Requirement 1: Reproduce the records that follow the text below exactly as they appear, leaving the pictures out of your output.

Provided text:

....

As I thought about these things and played with Elisa during our very long weekend indoors, I felt over and over again that I was lucky to be part of her life. I know I brought her here, but in a way, I guess the beauty of parenthood is that if you do it right, your child eclipses you in a way. As you watch her grow and see all that you've offered her take flight, it's easy to answer the question of why. It's because I got a kiss from her today that lasted 3 whole seconds and when she hugged me before her nap, she let me hold her and rock her while sitting on the floor in the living room. The weight of her small body was crushed into mine and I couldn't go anywhere. And that was just fine. Why indeed.

2 comments:

Tia Stacey said...

I love the 75% quote...and I agree...you are never REALLY ready. It isn't about being ready it's about the whole experience. I remember just wanting to have a family...I wanted more than just me and Mark. I wanted an "all of us."

Ann said...

"... it dawned on me that if one has to ask why, parenthood might not be for them"

That may well be true for some people but I don't think it ever hurts to really think something through before acting. With the decision on whether or not to have kids if you are both totally for it, that's great! But what if one of you isn't really sure? If you really love your spouse wouldn't you want to take their feelings into cosideration? Wouldn't it be good to think about "why" you really want kids?

....

Materials provided:

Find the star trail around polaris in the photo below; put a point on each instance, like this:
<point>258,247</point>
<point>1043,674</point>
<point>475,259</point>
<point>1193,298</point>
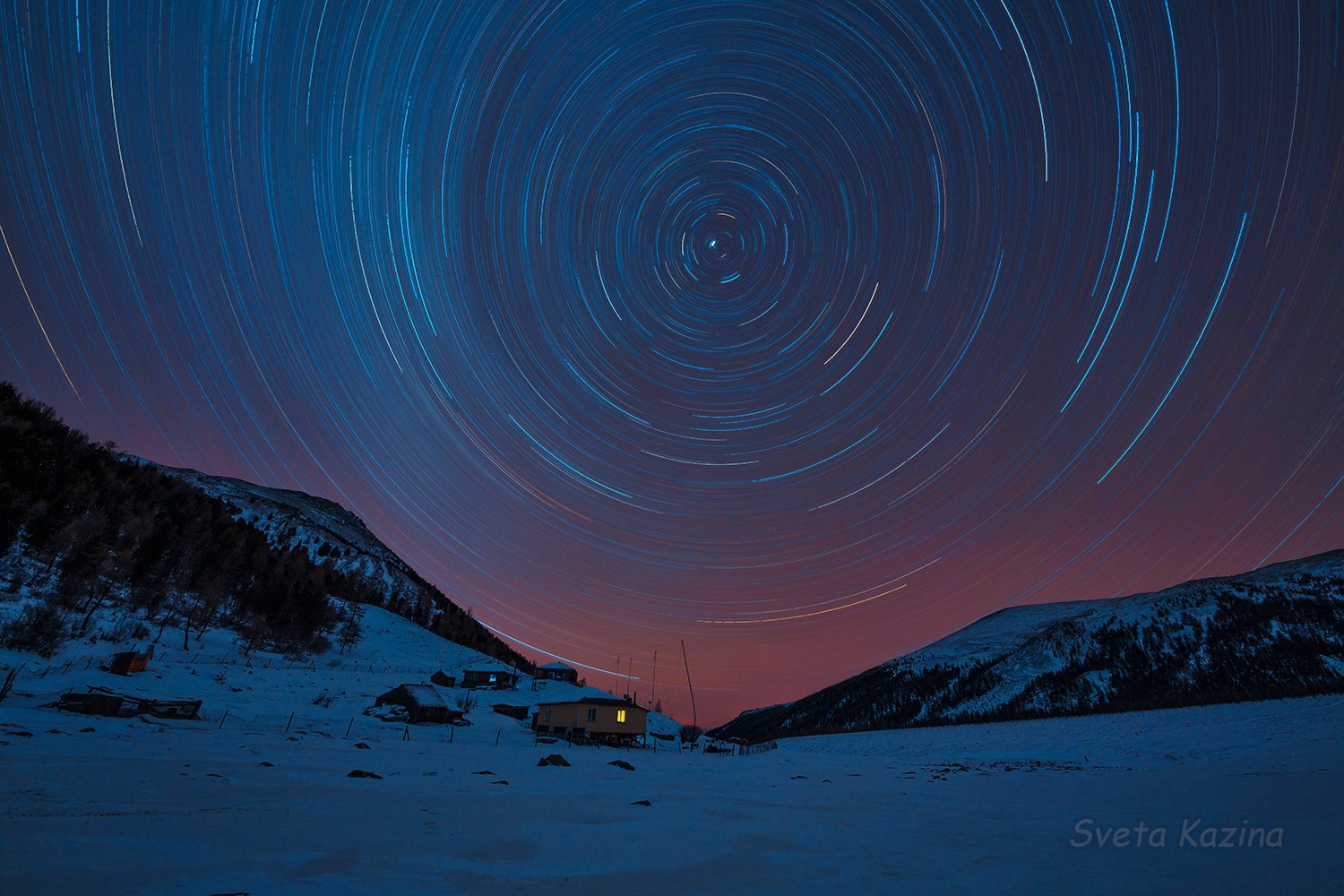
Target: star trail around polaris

....

Requirement 2: According to the parenthood post above, how long did the kiss Elisa gave that day last?

Full solution 1:
Find the star trail around polaris in the photo below; put a point on each instance, like this:
<point>258,247</point>
<point>1043,674</point>
<point>475,259</point>
<point>1193,298</point>
Target: star trail around polaris

Full solution 2: 3 whole seconds.